* CONSIGNE ÉCRITE 1:
D'après l'extrait du texte, à quelle date l'ordonnance de clôture a-t-elle été rendue ?

* EXTRAIT DU TEXTE:
Sur les autres demandes :

- condamner la société Dreamjet à lui payer 2.500 euros à titre d'indemnité sur le fondement de l'article 700 du code de procédure civile ainsi que les dépens,

- juger que les condamnations porteront intérêts au taux légal en application des articles 1231-6 et 1231-7 du code civil à compter de :

* la réception par l'employeur de la convocation devant le conseil de prud'hommes pour les créances salariales,

* du prononcé de la décision pour les créances indemnitaires prononcées par la cour,

la capitalisation des intérêts étant ordonnée conformément aux dispositions de l'article 1343-2 du code civil.

Dans ses dernières conclusions adressées au greffe par le réseau privé virtuel des avocats le 30 avril 2024, la société Dreamjet demande à la cour de :

- confirmer le jugement du conseil de prud'hommes de Bordeaux,

- débouter Mme [E] de l'intégralité de ses demandes,

Pour le surplus,

- la condamner à lui payer une somme de 1.800 euros par application des dispositions de l'article 700 du code de procédure civile,

- la condamner aux éventuels dépens.

L'ordonnance de clôture a été rendue le 10 mai 2024 et l'affaire a été fixée à l'audience du 3 juin 2024.

Pour un plus ample exposé des faits, de la procédure antérieure, des prétentions et des moyens des parties, la cour se réfère à leurs conclusions écrites conformément aux dispositions de l'article 455 du code de procédure civile ainsi qu'à la décision déférée.

Relevés de points étiquetés

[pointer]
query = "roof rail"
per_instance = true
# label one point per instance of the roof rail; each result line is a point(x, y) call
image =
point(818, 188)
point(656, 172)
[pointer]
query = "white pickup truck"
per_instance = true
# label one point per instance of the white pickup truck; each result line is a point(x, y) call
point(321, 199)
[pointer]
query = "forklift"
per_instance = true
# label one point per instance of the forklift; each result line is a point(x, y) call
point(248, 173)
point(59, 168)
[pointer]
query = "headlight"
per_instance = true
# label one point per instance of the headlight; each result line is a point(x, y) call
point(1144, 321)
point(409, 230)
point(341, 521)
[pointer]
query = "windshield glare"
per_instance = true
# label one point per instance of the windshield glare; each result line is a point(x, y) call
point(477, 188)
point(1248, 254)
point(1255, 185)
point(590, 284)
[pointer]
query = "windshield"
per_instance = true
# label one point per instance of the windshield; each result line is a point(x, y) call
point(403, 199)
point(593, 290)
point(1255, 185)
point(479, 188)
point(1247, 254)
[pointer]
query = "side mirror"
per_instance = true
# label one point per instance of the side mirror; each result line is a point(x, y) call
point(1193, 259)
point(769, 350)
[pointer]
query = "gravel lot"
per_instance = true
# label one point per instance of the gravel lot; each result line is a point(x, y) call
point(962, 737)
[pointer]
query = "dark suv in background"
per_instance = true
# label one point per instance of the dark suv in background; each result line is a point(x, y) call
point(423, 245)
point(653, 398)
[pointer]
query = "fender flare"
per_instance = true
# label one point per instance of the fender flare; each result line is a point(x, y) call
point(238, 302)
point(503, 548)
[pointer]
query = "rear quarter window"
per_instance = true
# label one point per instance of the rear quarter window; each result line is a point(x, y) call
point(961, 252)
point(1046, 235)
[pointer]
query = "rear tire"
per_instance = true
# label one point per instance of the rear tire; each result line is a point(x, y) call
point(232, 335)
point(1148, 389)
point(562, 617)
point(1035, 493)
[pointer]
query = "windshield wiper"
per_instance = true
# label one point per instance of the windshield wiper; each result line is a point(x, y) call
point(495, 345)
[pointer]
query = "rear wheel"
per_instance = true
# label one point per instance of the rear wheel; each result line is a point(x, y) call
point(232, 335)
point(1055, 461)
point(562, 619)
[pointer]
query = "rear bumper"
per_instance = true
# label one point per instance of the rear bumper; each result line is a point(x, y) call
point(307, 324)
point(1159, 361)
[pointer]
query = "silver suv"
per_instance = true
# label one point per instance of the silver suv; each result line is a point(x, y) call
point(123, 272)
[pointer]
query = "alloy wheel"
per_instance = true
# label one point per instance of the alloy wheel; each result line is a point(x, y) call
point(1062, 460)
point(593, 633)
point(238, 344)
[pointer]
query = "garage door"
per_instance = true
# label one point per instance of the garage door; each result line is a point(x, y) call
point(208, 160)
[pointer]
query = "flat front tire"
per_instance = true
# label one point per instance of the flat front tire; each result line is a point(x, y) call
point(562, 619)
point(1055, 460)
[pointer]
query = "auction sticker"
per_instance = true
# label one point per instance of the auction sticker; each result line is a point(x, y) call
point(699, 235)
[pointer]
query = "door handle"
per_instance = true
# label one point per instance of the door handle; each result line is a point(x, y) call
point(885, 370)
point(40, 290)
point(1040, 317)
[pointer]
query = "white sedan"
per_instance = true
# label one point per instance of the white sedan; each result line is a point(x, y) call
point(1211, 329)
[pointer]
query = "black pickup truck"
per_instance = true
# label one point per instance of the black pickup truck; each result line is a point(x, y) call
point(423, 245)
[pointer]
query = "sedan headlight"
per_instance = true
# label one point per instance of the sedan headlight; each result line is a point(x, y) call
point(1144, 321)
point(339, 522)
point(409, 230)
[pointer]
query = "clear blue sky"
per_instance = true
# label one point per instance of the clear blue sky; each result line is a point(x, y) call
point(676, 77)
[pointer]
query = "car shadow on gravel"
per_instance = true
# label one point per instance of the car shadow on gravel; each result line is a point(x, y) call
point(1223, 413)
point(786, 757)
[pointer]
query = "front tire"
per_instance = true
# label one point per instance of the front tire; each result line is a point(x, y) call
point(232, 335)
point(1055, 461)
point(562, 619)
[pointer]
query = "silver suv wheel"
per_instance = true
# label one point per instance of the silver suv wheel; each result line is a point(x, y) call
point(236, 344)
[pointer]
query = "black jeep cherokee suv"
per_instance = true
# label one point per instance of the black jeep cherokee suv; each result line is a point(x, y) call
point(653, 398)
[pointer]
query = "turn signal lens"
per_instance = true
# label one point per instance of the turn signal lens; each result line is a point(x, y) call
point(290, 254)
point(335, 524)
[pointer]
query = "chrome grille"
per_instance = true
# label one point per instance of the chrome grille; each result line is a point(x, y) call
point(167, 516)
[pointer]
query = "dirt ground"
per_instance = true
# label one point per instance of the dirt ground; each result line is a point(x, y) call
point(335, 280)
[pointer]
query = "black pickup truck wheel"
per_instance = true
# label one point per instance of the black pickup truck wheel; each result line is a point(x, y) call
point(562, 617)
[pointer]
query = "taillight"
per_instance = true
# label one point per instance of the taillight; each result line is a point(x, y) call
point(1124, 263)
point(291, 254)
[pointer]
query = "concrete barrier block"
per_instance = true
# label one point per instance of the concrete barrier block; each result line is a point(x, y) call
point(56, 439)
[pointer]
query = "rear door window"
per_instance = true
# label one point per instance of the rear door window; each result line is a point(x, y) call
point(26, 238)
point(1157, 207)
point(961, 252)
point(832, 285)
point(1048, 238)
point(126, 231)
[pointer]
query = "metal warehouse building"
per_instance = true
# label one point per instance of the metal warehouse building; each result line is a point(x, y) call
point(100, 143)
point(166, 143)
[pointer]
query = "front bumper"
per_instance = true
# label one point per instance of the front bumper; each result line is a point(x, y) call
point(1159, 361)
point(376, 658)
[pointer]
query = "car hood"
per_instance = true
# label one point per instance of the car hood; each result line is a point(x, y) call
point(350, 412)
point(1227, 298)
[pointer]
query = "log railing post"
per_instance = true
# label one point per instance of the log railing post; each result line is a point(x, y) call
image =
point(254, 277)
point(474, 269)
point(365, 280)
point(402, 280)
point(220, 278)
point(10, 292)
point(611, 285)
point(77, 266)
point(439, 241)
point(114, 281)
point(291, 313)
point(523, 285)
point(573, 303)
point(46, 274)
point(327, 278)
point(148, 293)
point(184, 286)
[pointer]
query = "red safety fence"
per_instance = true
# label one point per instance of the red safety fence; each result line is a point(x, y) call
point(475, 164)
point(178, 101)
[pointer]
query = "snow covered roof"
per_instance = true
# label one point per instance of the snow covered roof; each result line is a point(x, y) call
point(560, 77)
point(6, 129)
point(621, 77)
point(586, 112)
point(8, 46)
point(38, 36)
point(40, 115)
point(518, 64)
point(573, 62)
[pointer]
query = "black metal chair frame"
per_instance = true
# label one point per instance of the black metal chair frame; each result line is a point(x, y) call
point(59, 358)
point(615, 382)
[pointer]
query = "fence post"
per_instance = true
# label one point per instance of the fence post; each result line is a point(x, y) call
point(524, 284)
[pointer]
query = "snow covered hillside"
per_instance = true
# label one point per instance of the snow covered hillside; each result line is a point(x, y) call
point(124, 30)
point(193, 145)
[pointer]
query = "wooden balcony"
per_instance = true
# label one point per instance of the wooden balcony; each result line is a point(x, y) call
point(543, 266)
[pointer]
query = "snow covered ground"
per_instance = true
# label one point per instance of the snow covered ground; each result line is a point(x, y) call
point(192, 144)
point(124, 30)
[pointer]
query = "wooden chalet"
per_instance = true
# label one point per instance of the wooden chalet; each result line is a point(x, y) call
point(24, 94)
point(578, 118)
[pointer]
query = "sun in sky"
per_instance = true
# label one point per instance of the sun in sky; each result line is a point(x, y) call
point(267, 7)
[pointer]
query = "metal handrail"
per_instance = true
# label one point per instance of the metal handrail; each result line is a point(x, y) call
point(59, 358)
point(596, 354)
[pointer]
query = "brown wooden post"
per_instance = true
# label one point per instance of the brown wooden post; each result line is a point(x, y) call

* CONSIGNE ÉCRITE 2:
Recopiez à l'identique les lignes de la liste, depuis son début jusqu'à la ligne contenant "point(59, 168)", celle-ci comprise.

* SOLUTION DU PROBLÈME 1:
Le 10 mai 2024.

* SOLUTION DU PROBLÈME 2:
[pointer]
query = "roof rail"
per_instance = true
# label one point per instance of the roof rail; each result line is a point(x, y) call
image =
point(818, 188)
point(656, 172)
[pointer]
query = "white pickup truck"
per_instance = true
# label one point per instance of the white pickup truck; each result line is a point(x, y) call
point(321, 199)
[pointer]
query = "forklift"
per_instance = true
# label one point per instance of the forklift; each result line is a point(x, y) call
point(248, 173)
point(59, 168)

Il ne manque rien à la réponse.